YOUR INSTRUCTIONS:
In the excerpt on cocaine and spine plasticity below, rewrite the paragraph beginning "Levels of PDZ-RhoGEF" as a numbered list that keeps its main facts.

=== EXTRACT TO READ ===

While several studies have shown that the actions of specific nuclear transcription factors, or the actions of specific regulators of spine plasticity, in NAc control behavioral responses to cocaine, in most instances nuclear and synaptic signal transduction pathways have been studied as discrete events. Here we investigate a potential means through which nuclear to synaptic influences are coordinated to regulate synaptic structural plasticity and associated behavioral adaptations in response to chronic cocaine administration. The nuclear and synaptoneurosomal signal transduction pathway identified in this study is biphasically regulated in a temporal manner after the last cocaine dose, and our findings indicate that this bidirectional regulation contributes to the dynamic spine structural changes that occur at early vs. longer times post-cocaine (Figure 8).

Levels of PDZ-RhoGEF, an activator of the RhoA small GTPase, decrease in the cytoplasm and increase in the nucleus of NAc MSNs 24 hr after the last chronic cocaine dose. This is associated with increased levels of active RhoA in the nucleus, which promotes the formation of F-actin. These actions, in turn, activate the serum response factor (SRF) transcription factor by controlling the localization of the SRF co-activator MAL. MAL is unable to interact with SRF when bound to G-actin, but 24-hr post-cocaine MAL shifts away from G-actin and toward F-actin due to higher RhoA activity, with a resulting increase in MAL-SRF-dependent transcription. This PDZ-RhoGEF-RhoA-actin-MAL-SRF signaling cascade drives Rap1b expression in synaptoneurosomes, where it activates the PI3K-Akt-mTOR pathway. Activation of this pathway drives the formation of thin, immature spines 24-hr post-cocaine. Conversely, the activity of this signaling pathway is reversed 3–4 weeks after cocaine administration and results in the formation of mature, mushroom spines.

=== ENTRIES SHOWN ===

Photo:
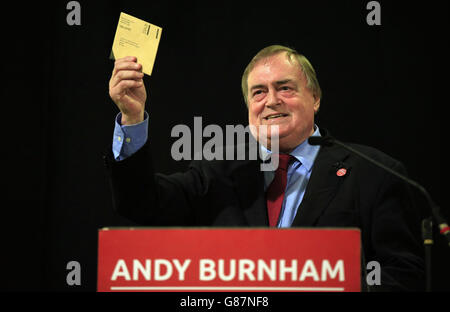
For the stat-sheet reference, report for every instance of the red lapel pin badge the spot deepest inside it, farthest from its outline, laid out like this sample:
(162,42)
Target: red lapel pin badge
(341,172)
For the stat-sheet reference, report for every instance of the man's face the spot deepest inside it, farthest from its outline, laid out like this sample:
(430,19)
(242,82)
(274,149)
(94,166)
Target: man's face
(278,95)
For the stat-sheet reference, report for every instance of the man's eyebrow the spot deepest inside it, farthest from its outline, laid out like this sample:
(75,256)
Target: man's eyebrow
(280,82)
(257,87)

===

TASK RESULT:
1. At 24 hours after the last chronic cocaine dose, PDZ-RhoGEF, an activator of RhoA, decreases in the cytoplasm and increases in the nucleus of NAc MSNs.
2. This goes with more active RhoA in the nucleus, which promotes F-actin formation.
3. MAL, a co-activator of the transcription factor SRF, cannot interact with SRF while bound to G-actin. Higher RhoA activity shifts MAL from G-actin toward F-actin, so MAL-SRF-dependent transcription increases.
4. This PDZ-RhoGEF-RhoA-actin-MAL-SRF cascade drives Rap1b expression in synaptoneurosomes, where Rap1b activates the PI3K-Akt-mTOR pathway.
5. Activation of this pathway drives the formation of thin, immature spines 24 hours post-cocaine.
6. At 3–4 weeks after cocaine, the pathway's activity is reversed, resulting in mature, mushroom spines.